» Challenges:
1. Select every line of the listing below that contains the string "target", matching case exactly.
2. Continue the passage below about articles submitted to the Turtle under pseudonyms, starting after its last sentence.

» Text block:
No piece began better than that under the bizarre nom-de-plume of 'Jean-Luc al'Thor'. A natural journalist, he understands how to hook the reader's attention in the first paragraph:

"Since 1988 there has been a threefold increase in the number of dysentery cases in England & Wales from 3,693 to 9,935 in 1992. Hepatitis has increased from 3,379 cases in 1987 to 9,020 in 1992."

(The Observer)

This is a disturbing report and should be of concern to both opponents and supporter of water privatization.

Having punchily grappled with the essential question in his opening gambit, the mysterious Jean-Luc lays forth a "radical" programme in that novel sense of the word (meaning "conservative") which Tony Blair has made his own.

The concept of ownership should be replaced with a more flexibile concept. Such a concept would focus on the competing and legitimate claims of the private, individual interest and of the interest of wider society in the use of an asset. The individual who operates the asset would be recognised to have an interest in the use of that asset, but not to own it: it would not be 'theirs' but be under their command or operation. If such a concept informed our view of how productive assets should be used there would be a clear basis for criticism of the behaviour of the water companies, a basis which highlights the reality of interdependence and the need for co-operation.

A great idea, clearly expressed. Can I be alone in reaching for the pills whenever I hear the word "interdependence"? In Jean-Luc's favour, it should be said that he isn't the only one to have smuggled in an article under a pseudonym. Gremlins in the Turtle's computer had nicknamed Luke Purshouse "Rasputin" when he wrote his definitive article on crime and punishment. Luke found this very confusing, and when we explained he submitted his follow-up piece under the name "Luke 'Rasputin' Purshouse" presumably under the impression we would find this form of crotch-gobbling witty, and so print his article. Sorry, Luke.

» Dataset excerpts:

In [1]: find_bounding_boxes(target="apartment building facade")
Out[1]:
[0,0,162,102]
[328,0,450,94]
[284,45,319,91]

» Responses per task:
1.
In [1]: find_bounding_boxes(target="apartment building facade")

2.
And at least Jean-Luc wasn't trying to be funny. My sides generally remain unsplit by Turtle articles, but there is a category of pieces I call Fabian Funnies that leave me especially perplexed. These are written by "prominent" Fabians in the mistaken belief that it is possible to be both maturely centrist and also amusing. Jeremy Benson, the bulging-trousered philanthropist and one-time Labour Club supremo, once wrote me a note to say

Just to show I'm not as humourless as everyone probably thinks, I enclose another Turtle piece in a slightly lighter vein - perhaps you could find a cartoonist to illustrate it? Could you make sure its [sic] printed under the byline indicated -- cheers

Well, no actually, Jeremy. The byline in question was '"Inside the Mind of a Tory" by "Treasure"', a witty reminder that in a previous piece Jeremy had mistyped his job-title as "the Treasure of the Labour Club". I am tempted to include this faultless opus in toto, but alas, there is space only for snippets.

For the first time ever, and exclusively in the Turtle, I can reveal the existence of an extraordinary new technique known as DEBRA - Deducative Electronic Brain Response Analysis. This allows certain ideas to be artificially stimulated in a live brain and the responses analysed by computer...

... In order to make possible this research I arranged to borrow the brain of a prominent OUCA member for a few days while he was at the Tory Party conference in Blackpool, and I would like to take this opportunity to extend sincere thanks to him for it...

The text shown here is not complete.